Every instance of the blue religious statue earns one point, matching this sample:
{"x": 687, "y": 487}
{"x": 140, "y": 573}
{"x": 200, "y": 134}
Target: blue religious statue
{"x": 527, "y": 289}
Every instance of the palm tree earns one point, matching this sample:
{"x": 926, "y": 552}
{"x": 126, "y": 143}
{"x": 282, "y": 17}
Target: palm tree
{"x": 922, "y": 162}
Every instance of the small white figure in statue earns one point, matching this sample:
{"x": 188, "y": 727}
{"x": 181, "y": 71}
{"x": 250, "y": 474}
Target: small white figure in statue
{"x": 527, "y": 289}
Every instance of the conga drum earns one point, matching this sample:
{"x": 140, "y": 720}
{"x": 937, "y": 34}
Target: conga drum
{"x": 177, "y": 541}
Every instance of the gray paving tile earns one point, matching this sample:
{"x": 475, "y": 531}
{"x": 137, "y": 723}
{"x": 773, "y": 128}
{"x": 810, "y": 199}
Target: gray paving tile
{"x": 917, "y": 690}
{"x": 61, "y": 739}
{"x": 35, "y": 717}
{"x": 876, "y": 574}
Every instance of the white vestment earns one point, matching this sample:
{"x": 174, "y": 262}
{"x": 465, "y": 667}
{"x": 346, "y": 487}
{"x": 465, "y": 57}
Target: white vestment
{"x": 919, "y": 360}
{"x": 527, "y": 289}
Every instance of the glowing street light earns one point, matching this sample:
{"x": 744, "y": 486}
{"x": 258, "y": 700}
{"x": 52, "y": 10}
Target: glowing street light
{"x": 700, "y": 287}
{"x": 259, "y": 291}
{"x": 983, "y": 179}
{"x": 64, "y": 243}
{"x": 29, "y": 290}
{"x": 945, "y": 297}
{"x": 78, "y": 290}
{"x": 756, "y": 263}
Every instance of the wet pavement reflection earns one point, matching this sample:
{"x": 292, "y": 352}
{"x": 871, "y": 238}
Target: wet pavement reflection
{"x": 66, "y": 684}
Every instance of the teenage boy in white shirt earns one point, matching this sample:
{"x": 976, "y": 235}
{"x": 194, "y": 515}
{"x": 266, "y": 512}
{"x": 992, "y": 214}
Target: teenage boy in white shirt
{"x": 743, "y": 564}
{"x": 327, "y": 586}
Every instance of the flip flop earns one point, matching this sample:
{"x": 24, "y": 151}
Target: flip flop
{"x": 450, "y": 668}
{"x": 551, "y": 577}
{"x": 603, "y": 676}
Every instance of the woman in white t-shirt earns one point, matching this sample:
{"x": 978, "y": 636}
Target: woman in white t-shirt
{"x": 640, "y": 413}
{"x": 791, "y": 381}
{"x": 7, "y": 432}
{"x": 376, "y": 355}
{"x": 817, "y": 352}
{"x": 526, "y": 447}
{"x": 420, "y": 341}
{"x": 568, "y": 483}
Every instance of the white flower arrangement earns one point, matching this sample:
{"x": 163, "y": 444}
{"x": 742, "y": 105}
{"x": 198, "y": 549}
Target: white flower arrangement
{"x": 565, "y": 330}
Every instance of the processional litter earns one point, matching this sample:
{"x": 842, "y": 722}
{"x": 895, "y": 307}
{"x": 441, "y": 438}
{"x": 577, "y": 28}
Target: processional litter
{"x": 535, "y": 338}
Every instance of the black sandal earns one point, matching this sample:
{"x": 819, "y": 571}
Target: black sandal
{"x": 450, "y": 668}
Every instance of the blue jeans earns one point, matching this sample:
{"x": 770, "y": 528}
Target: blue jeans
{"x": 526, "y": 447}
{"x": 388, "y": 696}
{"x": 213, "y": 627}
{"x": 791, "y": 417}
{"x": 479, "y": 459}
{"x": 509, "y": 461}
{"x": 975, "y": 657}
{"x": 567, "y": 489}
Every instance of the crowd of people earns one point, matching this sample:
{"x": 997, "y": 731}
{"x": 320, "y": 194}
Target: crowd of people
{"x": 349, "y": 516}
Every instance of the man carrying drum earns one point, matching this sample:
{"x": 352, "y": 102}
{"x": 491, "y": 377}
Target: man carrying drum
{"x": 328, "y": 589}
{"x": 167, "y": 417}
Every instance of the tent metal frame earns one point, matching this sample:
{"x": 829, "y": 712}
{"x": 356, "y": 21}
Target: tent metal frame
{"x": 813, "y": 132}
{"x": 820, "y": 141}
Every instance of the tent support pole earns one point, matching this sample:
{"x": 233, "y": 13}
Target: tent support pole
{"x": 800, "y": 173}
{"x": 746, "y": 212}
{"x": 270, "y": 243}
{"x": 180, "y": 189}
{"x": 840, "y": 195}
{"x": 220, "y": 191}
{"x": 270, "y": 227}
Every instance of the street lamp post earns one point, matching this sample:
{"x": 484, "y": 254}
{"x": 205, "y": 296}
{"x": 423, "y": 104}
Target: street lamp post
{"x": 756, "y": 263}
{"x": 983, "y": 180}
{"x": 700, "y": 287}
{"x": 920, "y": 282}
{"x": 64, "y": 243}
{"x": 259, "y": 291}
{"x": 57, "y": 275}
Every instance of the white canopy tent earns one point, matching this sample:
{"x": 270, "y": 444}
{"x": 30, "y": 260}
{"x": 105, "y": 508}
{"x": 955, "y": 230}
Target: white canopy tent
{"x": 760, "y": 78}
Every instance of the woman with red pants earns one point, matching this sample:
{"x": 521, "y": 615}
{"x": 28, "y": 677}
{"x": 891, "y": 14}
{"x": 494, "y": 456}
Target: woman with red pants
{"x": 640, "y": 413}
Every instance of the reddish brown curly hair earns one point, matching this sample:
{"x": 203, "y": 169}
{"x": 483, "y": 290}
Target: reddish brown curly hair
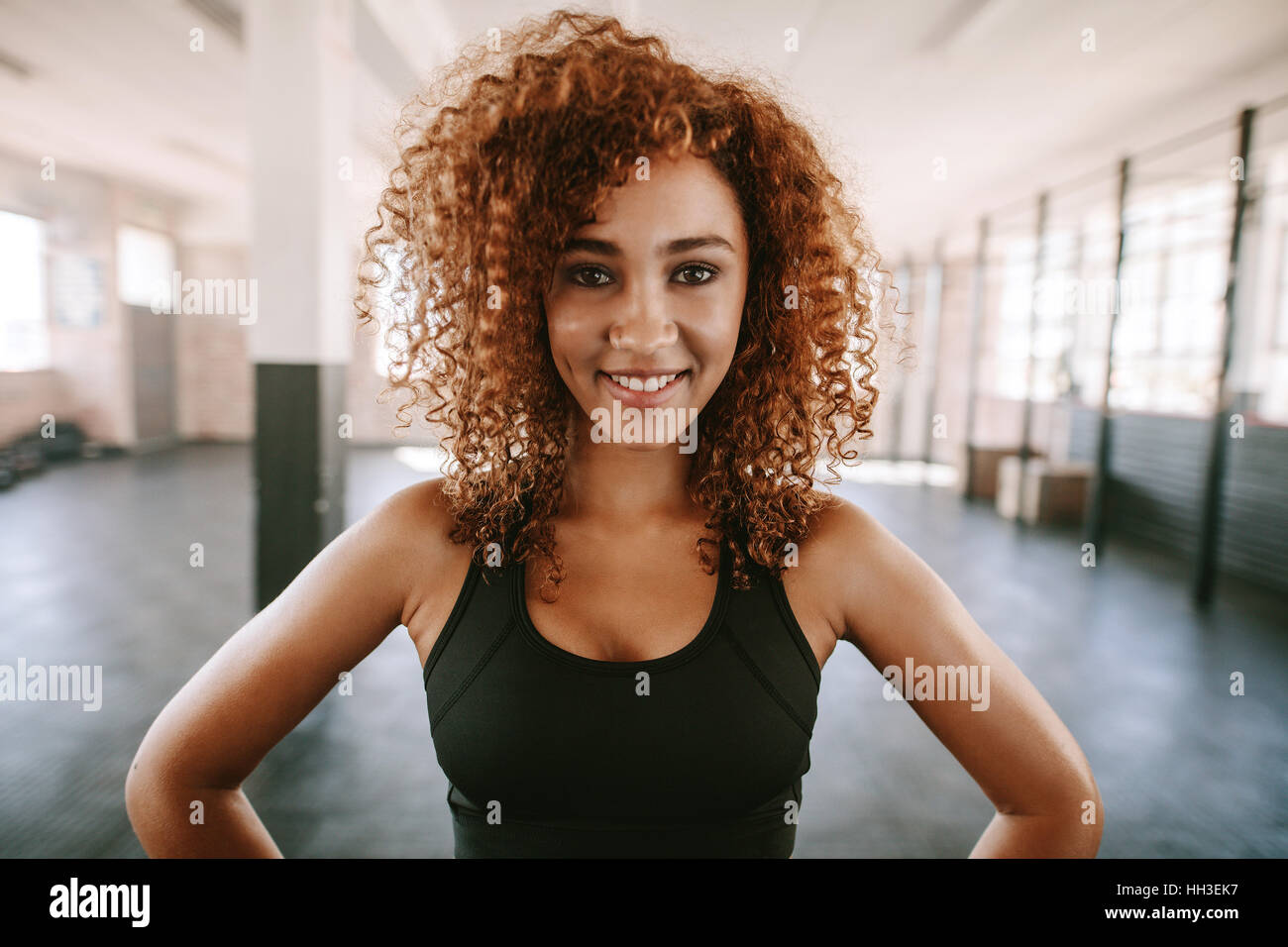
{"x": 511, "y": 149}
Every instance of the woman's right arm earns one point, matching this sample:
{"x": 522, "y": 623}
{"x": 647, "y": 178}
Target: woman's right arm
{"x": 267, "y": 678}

---

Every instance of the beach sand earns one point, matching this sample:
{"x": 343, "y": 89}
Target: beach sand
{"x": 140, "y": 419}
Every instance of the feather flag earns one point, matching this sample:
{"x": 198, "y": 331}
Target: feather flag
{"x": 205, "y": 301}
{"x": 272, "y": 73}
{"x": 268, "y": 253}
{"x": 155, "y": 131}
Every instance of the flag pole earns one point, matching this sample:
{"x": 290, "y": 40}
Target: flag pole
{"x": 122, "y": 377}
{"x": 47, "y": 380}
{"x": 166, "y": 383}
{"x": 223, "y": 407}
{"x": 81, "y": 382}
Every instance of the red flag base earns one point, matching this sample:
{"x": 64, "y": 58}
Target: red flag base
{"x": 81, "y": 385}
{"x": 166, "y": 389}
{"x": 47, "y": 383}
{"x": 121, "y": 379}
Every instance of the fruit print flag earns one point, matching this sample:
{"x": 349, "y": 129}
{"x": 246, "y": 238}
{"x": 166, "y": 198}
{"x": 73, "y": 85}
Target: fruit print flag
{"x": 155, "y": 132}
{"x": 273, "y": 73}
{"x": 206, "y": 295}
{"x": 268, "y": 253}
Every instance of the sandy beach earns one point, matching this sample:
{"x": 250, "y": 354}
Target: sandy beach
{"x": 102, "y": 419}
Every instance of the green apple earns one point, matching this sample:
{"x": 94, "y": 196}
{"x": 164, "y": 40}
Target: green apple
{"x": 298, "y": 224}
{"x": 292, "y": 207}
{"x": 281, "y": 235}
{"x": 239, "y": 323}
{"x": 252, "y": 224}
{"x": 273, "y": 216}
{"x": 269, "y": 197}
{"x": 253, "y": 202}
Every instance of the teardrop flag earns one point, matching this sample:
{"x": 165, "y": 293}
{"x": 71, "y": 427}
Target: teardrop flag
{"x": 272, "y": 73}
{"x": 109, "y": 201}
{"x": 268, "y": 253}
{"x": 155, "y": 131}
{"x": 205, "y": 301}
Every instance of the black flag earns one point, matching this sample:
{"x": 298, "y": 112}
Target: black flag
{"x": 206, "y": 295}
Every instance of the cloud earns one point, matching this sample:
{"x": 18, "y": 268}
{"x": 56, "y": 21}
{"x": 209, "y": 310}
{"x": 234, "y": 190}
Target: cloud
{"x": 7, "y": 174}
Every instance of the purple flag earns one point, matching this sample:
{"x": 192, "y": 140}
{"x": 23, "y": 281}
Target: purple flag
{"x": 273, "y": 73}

---

Count the lines in the entries above that contain the string "flower", treating uppercase and lowercase letters as different. Reply with the number alone.

2